[Stored data]
=======

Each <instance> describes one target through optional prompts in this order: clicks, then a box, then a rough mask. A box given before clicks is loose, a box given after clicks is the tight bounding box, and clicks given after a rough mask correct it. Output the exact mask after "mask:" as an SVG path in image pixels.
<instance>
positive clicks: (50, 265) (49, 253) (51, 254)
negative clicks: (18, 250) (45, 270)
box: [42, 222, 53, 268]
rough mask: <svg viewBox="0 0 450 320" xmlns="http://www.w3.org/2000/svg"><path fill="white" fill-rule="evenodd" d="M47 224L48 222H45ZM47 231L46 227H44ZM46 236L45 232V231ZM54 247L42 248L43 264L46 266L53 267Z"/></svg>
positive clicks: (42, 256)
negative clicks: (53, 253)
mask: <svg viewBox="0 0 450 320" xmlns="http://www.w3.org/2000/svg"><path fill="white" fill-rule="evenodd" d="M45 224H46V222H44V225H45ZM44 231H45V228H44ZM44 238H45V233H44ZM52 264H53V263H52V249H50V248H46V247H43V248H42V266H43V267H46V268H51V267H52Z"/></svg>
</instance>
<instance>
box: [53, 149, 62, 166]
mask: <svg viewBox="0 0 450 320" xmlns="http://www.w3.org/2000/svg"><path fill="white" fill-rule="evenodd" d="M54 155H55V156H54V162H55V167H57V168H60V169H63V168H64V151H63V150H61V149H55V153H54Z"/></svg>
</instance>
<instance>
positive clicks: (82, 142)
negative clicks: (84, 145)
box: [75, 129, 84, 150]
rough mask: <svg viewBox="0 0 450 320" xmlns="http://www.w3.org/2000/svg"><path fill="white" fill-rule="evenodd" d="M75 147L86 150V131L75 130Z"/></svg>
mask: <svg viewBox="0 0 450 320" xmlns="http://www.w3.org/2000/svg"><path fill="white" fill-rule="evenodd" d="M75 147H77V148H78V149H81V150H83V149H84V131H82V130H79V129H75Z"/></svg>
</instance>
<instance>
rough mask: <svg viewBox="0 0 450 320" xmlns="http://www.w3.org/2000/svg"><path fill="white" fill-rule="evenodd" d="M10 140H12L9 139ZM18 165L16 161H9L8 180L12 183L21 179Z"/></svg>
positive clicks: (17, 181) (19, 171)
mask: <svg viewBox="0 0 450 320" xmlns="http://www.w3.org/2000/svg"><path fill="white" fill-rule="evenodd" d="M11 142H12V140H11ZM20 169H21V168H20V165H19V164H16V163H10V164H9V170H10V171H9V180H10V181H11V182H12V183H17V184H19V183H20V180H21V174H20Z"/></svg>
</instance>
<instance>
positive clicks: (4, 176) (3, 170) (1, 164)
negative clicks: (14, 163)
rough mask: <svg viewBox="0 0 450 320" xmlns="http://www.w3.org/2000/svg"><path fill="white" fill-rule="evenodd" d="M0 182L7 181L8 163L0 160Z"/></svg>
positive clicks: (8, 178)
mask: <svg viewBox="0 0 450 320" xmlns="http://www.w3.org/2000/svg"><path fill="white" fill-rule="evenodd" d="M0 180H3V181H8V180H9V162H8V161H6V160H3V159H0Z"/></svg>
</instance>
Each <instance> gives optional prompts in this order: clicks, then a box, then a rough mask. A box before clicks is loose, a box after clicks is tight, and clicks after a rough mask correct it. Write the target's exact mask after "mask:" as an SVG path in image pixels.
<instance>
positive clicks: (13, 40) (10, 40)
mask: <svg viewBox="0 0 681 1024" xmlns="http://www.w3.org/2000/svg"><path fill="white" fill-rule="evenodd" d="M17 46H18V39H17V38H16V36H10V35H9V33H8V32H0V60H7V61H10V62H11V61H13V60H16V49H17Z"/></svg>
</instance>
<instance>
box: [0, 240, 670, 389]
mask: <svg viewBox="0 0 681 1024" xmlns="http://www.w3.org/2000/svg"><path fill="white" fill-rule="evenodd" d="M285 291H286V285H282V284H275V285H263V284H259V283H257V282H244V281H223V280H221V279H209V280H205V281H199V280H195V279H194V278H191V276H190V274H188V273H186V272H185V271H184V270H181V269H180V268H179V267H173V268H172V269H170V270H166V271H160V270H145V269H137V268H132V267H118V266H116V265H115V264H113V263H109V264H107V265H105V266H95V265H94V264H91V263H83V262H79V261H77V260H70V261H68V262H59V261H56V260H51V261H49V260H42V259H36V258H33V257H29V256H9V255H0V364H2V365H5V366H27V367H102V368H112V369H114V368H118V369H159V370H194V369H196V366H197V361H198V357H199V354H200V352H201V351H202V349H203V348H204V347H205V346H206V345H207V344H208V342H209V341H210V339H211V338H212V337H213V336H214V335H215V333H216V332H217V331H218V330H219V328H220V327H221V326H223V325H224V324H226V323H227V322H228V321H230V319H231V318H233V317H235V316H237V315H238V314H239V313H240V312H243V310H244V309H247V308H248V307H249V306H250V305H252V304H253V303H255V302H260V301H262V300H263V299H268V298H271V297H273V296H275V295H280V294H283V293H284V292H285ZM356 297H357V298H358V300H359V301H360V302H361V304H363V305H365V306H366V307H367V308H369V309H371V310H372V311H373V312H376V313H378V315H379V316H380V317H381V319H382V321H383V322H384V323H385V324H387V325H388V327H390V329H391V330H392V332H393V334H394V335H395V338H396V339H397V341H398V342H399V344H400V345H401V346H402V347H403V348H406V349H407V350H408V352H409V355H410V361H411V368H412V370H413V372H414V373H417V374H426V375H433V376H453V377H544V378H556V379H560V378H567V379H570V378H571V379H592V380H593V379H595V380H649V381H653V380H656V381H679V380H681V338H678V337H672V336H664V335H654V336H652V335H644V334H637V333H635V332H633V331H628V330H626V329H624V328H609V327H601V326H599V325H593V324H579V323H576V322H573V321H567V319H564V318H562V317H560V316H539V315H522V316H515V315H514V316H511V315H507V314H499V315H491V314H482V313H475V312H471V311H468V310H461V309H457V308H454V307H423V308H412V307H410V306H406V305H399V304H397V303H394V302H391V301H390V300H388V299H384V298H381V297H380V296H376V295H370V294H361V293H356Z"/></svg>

=======

» **Your assignment**:
Copy out every entry exactly.

» **Response**:
Each <instance> describes one target through optional prompts in this order: clicks, then a box, then a rough mask. A box given before clicks is loose, a box given after clicks is the tight bounding box, and clicks given after a rough mask correct it. Output the exact mask after "mask:" as an SVG path in image pixels.
<instance>
positive clicks: (50, 265) (49, 253) (51, 254)
negative clicks: (18, 250) (45, 270)
box: [42, 222, 53, 268]
rough mask: <svg viewBox="0 0 450 320" xmlns="http://www.w3.org/2000/svg"><path fill="white" fill-rule="evenodd" d="M47 224L48 222H45ZM47 231L46 227H44ZM46 236L45 232V231ZM54 247L42 248L43 264L46 266L53 267Z"/></svg>
positive clicks: (42, 256)
negative clicks: (53, 253)
mask: <svg viewBox="0 0 450 320" xmlns="http://www.w3.org/2000/svg"><path fill="white" fill-rule="evenodd" d="M45 224H46V222H44V225H45ZM44 231H45V228H44ZM44 238H45V233H44ZM52 264H53V263H52V249H50V248H46V247H43V248H42V266H43V267H46V268H51V267H52Z"/></svg>
</instance>
<instance>
box: [53, 149, 62, 166]
mask: <svg viewBox="0 0 450 320" xmlns="http://www.w3.org/2000/svg"><path fill="white" fill-rule="evenodd" d="M54 155H55V156H54V162H55V167H57V168H60V169H63V168H64V151H63V150H61V149H55V153H54Z"/></svg>
</instance>
<instance>
positive clicks: (82, 142)
negative clicks: (84, 145)
box: [75, 129, 84, 150]
rough mask: <svg viewBox="0 0 450 320" xmlns="http://www.w3.org/2000/svg"><path fill="white" fill-rule="evenodd" d="M75 147L86 150V131L75 130Z"/></svg>
mask: <svg viewBox="0 0 450 320" xmlns="http://www.w3.org/2000/svg"><path fill="white" fill-rule="evenodd" d="M75 147H77V148H78V149H81V150H83V149H84V131H82V130H79V129H75Z"/></svg>
</instance>
<instance>
rough mask: <svg viewBox="0 0 450 320" xmlns="http://www.w3.org/2000/svg"><path fill="white" fill-rule="evenodd" d="M10 140H12L9 139ZM18 165L16 161H9L8 180L12 183L21 179Z"/></svg>
positive clicks: (17, 181) (19, 171)
mask: <svg viewBox="0 0 450 320" xmlns="http://www.w3.org/2000/svg"><path fill="white" fill-rule="evenodd" d="M11 142H12V140H11ZM20 169H21V168H20V165H19V164H16V163H10V164H9V170H10V171H9V180H10V181H11V182H12V183H17V184H19V183H20V180H21V174H20Z"/></svg>
</instance>
<instance>
positive clicks: (4, 176) (3, 170) (1, 164)
negative clicks: (14, 163)
rough mask: <svg viewBox="0 0 450 320" xmlns="http://www.w3.org/2000/svg"><path fill="white" fill-rule="evenodd" d="M0 182L7 181L8 163L0 160Z"/></svg>
positive clicks: (8, 178)
mask: <svg viewBox="0 0 450 320" xmlns="http://www.w3.org/2000/svg"><path fill="white" fill-rule="evenodd" d="M0 180H3V181H8V180H9V162H8V161H6V160H3V159H0Z"/></svg>
</instance>
Each <instance> gives optional prompts in this order: clicks, then a box, then a rough mask. A box before clicks is loose, a box after clicks is tight, and clicks after a rough mask correct it. Write the target's exact mask after "mask:" as an SVG path in image pixels.
<instance>
positive clicks: (13, 40) (10, 40)
mask: <svg viewBox="0 0 681 1024" xmlns="http://www.w3.org/2000/svg"><path fill="white" fill-rule="evenodd" d="M17 46H18V39H17V38H16V36H10V35H9V33H8V32H0V60H7V61H10V62H11V61H13V60H16V49H17Z"/></svg>
</instance>
<instance>
box: [0, 240, 670, 389]
mask: <svg viewBox="0 0 681 1024" xmlns="http://www.w3.org/2000/svg"><path fill="white" fill-rule="evenodd" d="M285 291H286V285H282V284H275V285H263V284H259V283H257V282H244V281H223V280H221V279H209V280H205V281H199V280H195V279H194V278H191V276H190V274H188V273H186V272H185V271H184V270H181V269H180V268H179V267H173V268H172V269H170V270H166V271H160V270H145V269H137V268H132V267H118V266H116V265H115V264H113V263H109V264H107V265H105V266H95V265H94V264H91V263H83V262H79V261H77V260H70V261H68V262H59V261H56V260H51V261H49V260H42V259H36V258H33V257H29V256H9V255H0V364H2V365H5V366H27V367H102V368H112V369H114V368H118V369H159V370H194V369H196V366H197V361H198V357H199V354H200V352H201V351H202V349H203V348H204V347H205V346H206V345H207V344H208V342H209V341H210V339H211V338H212V337H213V336H214V335H215V333H216V332H217V331H218V330H219V328H220V327H221V326H223V325H224V324H226V323H227V322H228V321H230V319H231V318H233V317H235V316H237V315H238V314H239V313H240V312H243V310H244V309H247V308H248V307H249V306H250V305H252V304H253V303H255V302H260V301H262V300H263V299H268V298H271V297H273V296H275V295H280V294H283V293H284V292H285ZM356 297H357V298H358V300H359V301H360V302H361V304H363V305H365V306H366V307H367V308H369V309H371V310H372V311H373V312H376V313H378V315H379V316H380V317H381V319H382V321H383V322H384V323H385V324H387V325H388V327H390V329H391V330H392V332H393V334H394V335H395V338H396V339H397V341H398V342H399V344H400V345H401V346H402V347H403V348H406V349H407V350H408V352H409V355H410V361H411V368H412V370H413V372H414V373H417V374H426V375H433V376H453V377H544V378H556V379H560V378H567V379H570V378H571V379H592V380H593V379H595V380H649V381H653V380H656V381H679V380H681V338H678V337H672V336H664V335H654V336H652V335H644V334H637V333H635V332H633V331H628V330H626V329H624V328H609V327H601V326H599V325H593V324H579V323H576V322H573V321H567V319H564V318H562V317H560V316H539V315H522V316H515V315H514V316H511V315H507V314H499V315H491V314H482V313H475V312H471V311H468V310H461V309H457V308H454V307H423V308H412V307H410V306H406V305H399V304H397V303H394V302H391V301H390V300H388V299H384V298H381V297H380V296H376V295H370V294H361V293H356Z"/></svg>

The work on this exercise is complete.